**** RAW RECORDS
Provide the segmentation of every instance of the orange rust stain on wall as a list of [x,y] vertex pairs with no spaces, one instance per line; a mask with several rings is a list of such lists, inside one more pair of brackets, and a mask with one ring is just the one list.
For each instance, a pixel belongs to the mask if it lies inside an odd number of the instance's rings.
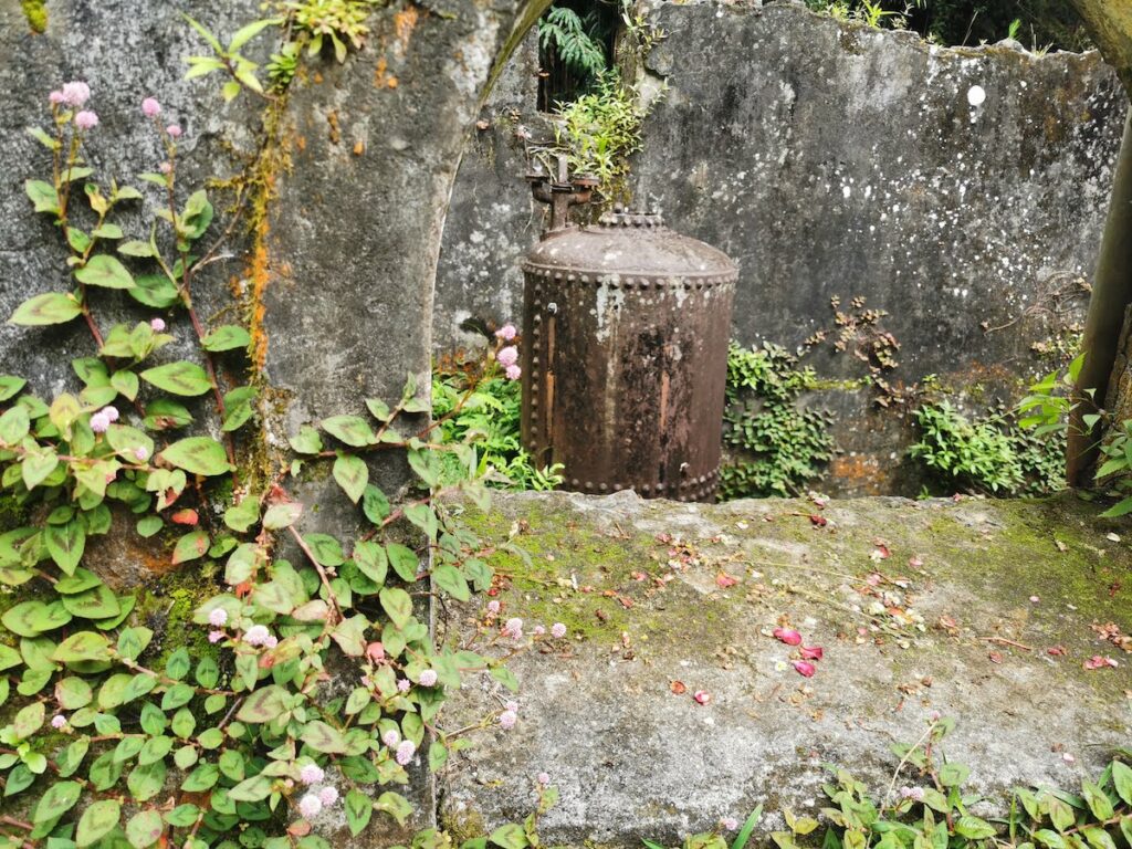
[[409,41],[412,38],[413,29],[417,28],[417,22],[419,19],[420,15],[414,6],[402,9],[393,16],[393,24],[397,33],[397,52],[401,55],[404,55],[409,50]]
[[859,454],[830,461],[830,477],[867,495],[882,495],[887,486],[887,475],[876,457]]

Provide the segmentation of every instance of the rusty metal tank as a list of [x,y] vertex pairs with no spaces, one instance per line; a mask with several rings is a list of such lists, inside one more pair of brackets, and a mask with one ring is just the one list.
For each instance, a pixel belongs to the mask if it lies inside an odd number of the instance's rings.
[[524,445],[566,489],[711,500],[735,264],[659,215],[569,225],[590,187],[533,181],[558,203],[523,263]]

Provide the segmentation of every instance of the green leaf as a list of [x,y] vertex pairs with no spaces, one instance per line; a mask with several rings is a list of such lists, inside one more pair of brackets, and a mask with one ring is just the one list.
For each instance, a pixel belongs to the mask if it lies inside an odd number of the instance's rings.
[[33,637],[55,628],[61,628],[71,620],[71,615],[62,602],[54,601],[44,604],[42,601],[25,601],[8,608],[0,623],[12,634]]
[[269,722],[283,712],[289,701],[286,689],[276,684],[271,684],[252,691],[251,695],[240,705],[235,718],[241,722]]
[[[54,143],[54,139],[52,139],[52,143]],[[24,182],[24,191],[27,192],[27,197],[35,204],[35,212],[59,214],[59,192],[55,191],[55,187],[51,183],[43,180],[26,180]]]
[[55,565],[72,575],[86,549],[86,528],[77,520],[65,525],[48,525],[43,529],[43,542]]
[[380,593],[381,608],[388,614],[393,624],[403,628],[413,616],[413,600],[409,593],[398,586],[383,588]]
[[388,572],[388,558],[385,556],[385,548],[376,542],[361,540],[354,544],[354,565],[361,573],[378,586],[385,583]]
[[88,286],[103,289],[132,289],[134,275],[117,257],[109,254],[96,254],[87,264],[75,272],[75,278]]
[[228,464],[224,446],[207,436],[180,439],[165,448],[160,456],[170,465],[192,474],[215,475],[232,470]]
[[346,751],[342,732],[317,719],[303,727],[299,739],[326,755],[343,755]]
[[37,327],[49,324],[66,324],[82,315],[83,308],[78,301],[62,292],[45,292],[28,298],[8,319],[9,324]]
[[362,492],[366,491],[366,484],[369,483],[369,468],[361,457],[338,452],[338,457],[334,461],[334,480],[350,500],[358,504]]
[[993,838],[997,832],[985,820],[979,820],[977,816],[961,816],[955,823],[955,833],[969,840],[984,840]]
[[214,353],[220,351],[232,351],[237,348],[247,348],[250,345],[251,336],[248,335],[248,332],[239,325],[226,324],[222,327],[217,327],[215,331],[200,340],[200,344],[206,351],[212,351]]
[[417,572],[420,568],[420,560],[411,548],[402,546],[400,542],[391,542],[386,546],[389,556],[389,565],[397,576],[406,584],[415,583]]
[[19,657],[18,651],[0,644],[0,671],[11,669],[15,666],[19,666],[22,662],[23,659]]
[[161,818],[161,812],[149,808],[130,817],[126,823],[126,839],[130,841],[134,849],[146,849],[153,846],[165,832],[165,823]]
[[118,825],[121,814],[122,806],[115,799],[103,799],[88,805],[79,817],[75,844],[83,849],[97,842]]
[[355,448],[377,441],[369,422],[358,415],[332,415],[329,419],[323,419],[323,430]]
[[142,372],[142,379],[158,389],[188,397],[204,395],[212,389],[212,383],[205,370],[187,360],[178,360],[165,366],[146,369]]
[[6,410],[0,415],[0,443],[5,445],[18,445],[32,428],[27,410],[23,406],[14,406]]
[[[119,248],[121,250],[121,248]],[[164,274],[143,274],[134,278],[129,295],[138,303],[154,309],[169,309],[181,300],[181,293]]]
[[83,795],[83,786],[78,781],[57,781],[40,797],[32,814],[32,822],[38,825],[51,820],[58,820],[78,801]]
[[372,800],[361,790],[351,788],[345,797],[346,825],[354,837],[361,834],[374,815]]
[[110,641],[93,631],[80,631],[60,643],[51,659],[60,663],[110,660]]
[[1123,761],[1113,761],[1112,772],[1116,794],[1125,804],[1132,805],[1132,766]]
[[80,593],[63,595],[62,602],[72,616],[82,619],[109,619],[121,611],[118,597],[102,582]]
[[157,251],[153,249],[149,242],[137,241],[131,239],[125,241],[118,246],[118,252],[127,257],[155,257]]
[[11,730],[16,735],[16,739],[26,740],[43,728],[45,717],[46,706],[43,702],[33,702],[20,710],[11,721]]
[[1116,813],[1113,811],[1112,800],[1105,795],[1105,791],[1092,781],[1081,782],[1081,795],[1084,796],[1084,800],[1088,803],[1092,815],[1101,822],[1110,820],[1113,814]]
[[183,405],[168,398],[157,398],[146,408],[143,420],[147,430],[174,430],[192,421],[192,415]]
[[272,794],[273,780],[268,775],[252,775],[228,791],[232,801],[263,801]]

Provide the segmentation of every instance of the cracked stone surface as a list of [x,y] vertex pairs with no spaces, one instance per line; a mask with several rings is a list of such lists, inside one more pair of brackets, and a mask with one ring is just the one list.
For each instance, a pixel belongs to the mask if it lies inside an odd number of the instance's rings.
[[[988,809],[1017,784],[1075,788],[1132,730],[1132,654],[1092,627],[1132,631],[1132,537],[1098,512],[1072,497],[820,508],[503,496],[472,518],[530,558],[494,557],[500,619],[571,634],[512,661],[518,724],[454,758],[441,820],[474,834],[521,818],[546,771],[561,803],[544,843],[671,843],[758,803],[815,811],[825,763],[880,794],[890,745],[937,712],[958,721],[944,751],[971,766]],[[466,637],[477,624],[499,623],[474,606],[451,627]],[[779,624],[824,649],[813,678],[771,636]],[[1083,669],[1097,654],[1118,666]],[[447,722],[507,697],[468,683]],[[906,772],[897,787],[916,782]],[[774,813],[761,827],[781,825]]]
********
Copy the lines above exactly as they appear, covering all of them, but leave out the pictures.

▶ _SOLUTION FOR THIS EXERCISE_:
Provide the segmentation of every instance of the orange rust stain on wall as a list of [x,y] vertex pairs with no spaces, one instance per line; a mask with several rings is a list of such lists, inside one more pair of brackets, and a mask with one ring is just the one list.
For each instance, a pixel belongs to the mask if it lies inside an odd number of the instance's rings.
[[409,41],[412,38],[413,29],[417,28],[417,22],[419,19],[420,15],[414,6],[402,9],[393,16],[393,24],[397,33],[397,52],[401,55],[404,55],[409,50]]
[[859,454],[830,461],[830,477],[867,495],[882,495],[887,486],[887,475],[876,457]]

Provide the segmentation of every instance of the rusty metal tank as a list of [x,y] vertex pairs with no spaces, one instance per line; a mask with several rings is a list of such lists, inside one more pair of brackets, and a mask with one ring is just the one list.
For each instance, a pixel belongs to the mask if it lies inside an odd number of the instance's rings.
[[524,445],[566,489],[711,500],[735,264],[659,215],[569,225],[590,187],[533,181],[558,203],[523,263]]

Provide the segmentation of every instance of the green leaf as a list of [x,y] vertex pairs with no spaces, one instance per line; a mask with several rings is a list of such lists, inside one more pair of brackets, and a mask with one ring is just the one list.
For each instance, a pixel belongs to the mask if it lies inside an odd number of the instance's rings.
[[33,637],[55,628],[61,628],[71,620],[71,615],[62,602],[54,601],[44,604],[42,601],[25,601],[8,608],[0,623],[12,634]]
[[269,722],[283,712],[289,701],[286,689],[276,684],[271,684],[252,691],[251,695],[240,705],[235,718],[241,722]]
[[[54,143],[54,139],[52,139],[52,143]],[[24,182],[24,191],[27,192],[27,197],[35,204],[35,212],[59,214],[59,192],[55,191],[55,187],[51,183],[43,180],[26,180]]]
[[55,565],[72,575],[86,549],[86,528],[77,520],[65,525],[48,525],[43,529],[43,542]]
[[380,593],[381,608],[388,614],[393,624],[403,628],[413,616],[413,600],[409,593],[398,586],[383,588]]
[[388,572],[388,558],[385,556],[385,548],[376,542],[361,540],[354,544],[354,565],[361,573],[378,586],[385,583]]
[[88,286],[103,289],[132,289],[134,275],[117,257],[109,254],[96,254],[87,264],[75,272],[75,278]]
[[228,464],[224,446],[207,436],[180,439],[165,448],[160,456],[170,465],[192,474],[215,475],[232,470]]
[[346,751],[342,732],[317,719],[303,727],[299,739],[326,755],[343,755]]
[[37,327],[49,324],[66,324],[82,315],[83,308],[78,301],[62,292],[45,292],[28,298],[8,319],[9,324]]
[[362,492],[366,491],[366,484],[369,483],[369,468],[361,457],[338,452],[338,457],[334,461],[334,480],[350,500],[358,504]]
[[993,838],[997,832],[985,820],[979,820],[977,816],[961,816],[955,823],[955,833],[969,840],[984,840]]
[[214,353],[220,351],[232,351],[237,348],[247,348],[250,345],[251,336],[248,335],[248,332],[239,325],[226,324],[222,327],[217,327],[215,331],[200,340],[200,344],[206,351],[212,351]]
[[417,572],[420,568],[420,560],[411,548],[402,546],[400,542],[391,542],[386,546],[389,556],[389,565],[397,576],[406,584],[415,583]]
[[19,657],[18,651],[0,644],[0,671],[11,669],[15,666],[19,666],[22,662],[23,659]]
[[161,818],[161,812],[149,808],[130,817],[126,823],[126,839],[130,841],[134,849],[146,849],[153,846],[165,832],[165,823]]
[[118,825],[121,814],[122,806],[115,799],[103,799],[88,805],[79,817],[75,844],[83,849],[97,842]]
[[355,448],[377,441],[369,422],[358,415],[332,415],[329,419],[323,419],[323,430]]
[[142,372],[142,379],[158,389],[188,397],[204,395],[212,389],[212,383],[205,370],[187,360],[178,360],[165,366],[146,369]]
[[6,410],[0,415],[0,443],[5,445],[18,445],[32,428],[27,410],[23,406],[14,406]]
[[[119,248],[121,250],[121,248]],[[164,274],[143,274],[134,278],[129,295],[138,303],[154,309],[169,309],[181,300],[181,293]]]
[[83,795],[83,786],[78,781],[57,781],[40,797],[32,814],[32,822],[38,825],[51,820],[58,820],[78,801]]
[[372,800],[361,790],[351,788],[345,797],[346,825],[354,837],[361,834],[374,815]]
[[110,641],[93,631],[80,631],[60,643],[51,659],[60,663],[110,660]]
[[1123,761],[1113,761],[1112,772],[1116,794],[1125,804],[1132,805],[1132,766]]
[[80,593],[63,595],[62,602],[72,616],[82,619],[109,619],[121,611],[118,597],[102,582]]
[[157,251],[153,249],[149,242],[137,241],[131,239],[125,241],[118,246],[118,252],[127,257],[155,257]]
[[11,730],[16,735],[16,739],[26,740],[43,728],[45,717],[46,706],[43,702],[33,702],[20,710],[11,721]]
[[1116,813],[1113,811],[1112,800],[1105,795],[1105,791],[1092,781],[1081,782],[1081,795],[1084,796],[1084,800],[1088,803],[1092,815],[1101,822],[1110,820],[1113,814]]
[[183,405],[168,398],[157,398],[146,408],[143,420],[147,430],[174,430],[192,421],[192,415]]
[[272,794],[273,780],[268,775],[252,775],[228,791],[232,801],[263,801]]

Provide the segmentation of every instance of the cracked stone surface as a list of [x,y] vertex pairs with no spaces, one instance per line; a mask with several rings is a list of such lists, inside one more pair of brackets, and a mask with one ring is just the one list.
For each instance, a pixel belongs to the mask if it lies inside an odd number of the instance's rings.
[[[988,809],[1017,784],[1075,788],[1132,730],[1132,654],[1092,627],[1132,631],[1132,537],[1098,512],[1072,497],[820,508],[503,496],[472,518],[530,558],[494,557],[500,619],[571,634],[512,661],[518,724],[454,758],[441,820],[474,834],[521,818],[546,771],[561,803],[544,843],[671,843],[758,803],[815,811],[825,763],[880,794],[890,745],[937,712],[958,721],[944,751],[971,766]],[[466,637],[477,624],[499,623],[474,606],[451,627]],[[779,624],[824,649],[813,678],[771,636]],[[1083,669],[1097,654],[1118,666]],[[447,722],[507,697],[468,683]],[[906,772],[897,787],[916,782]],[[774,813],[761,827],[781,825]]]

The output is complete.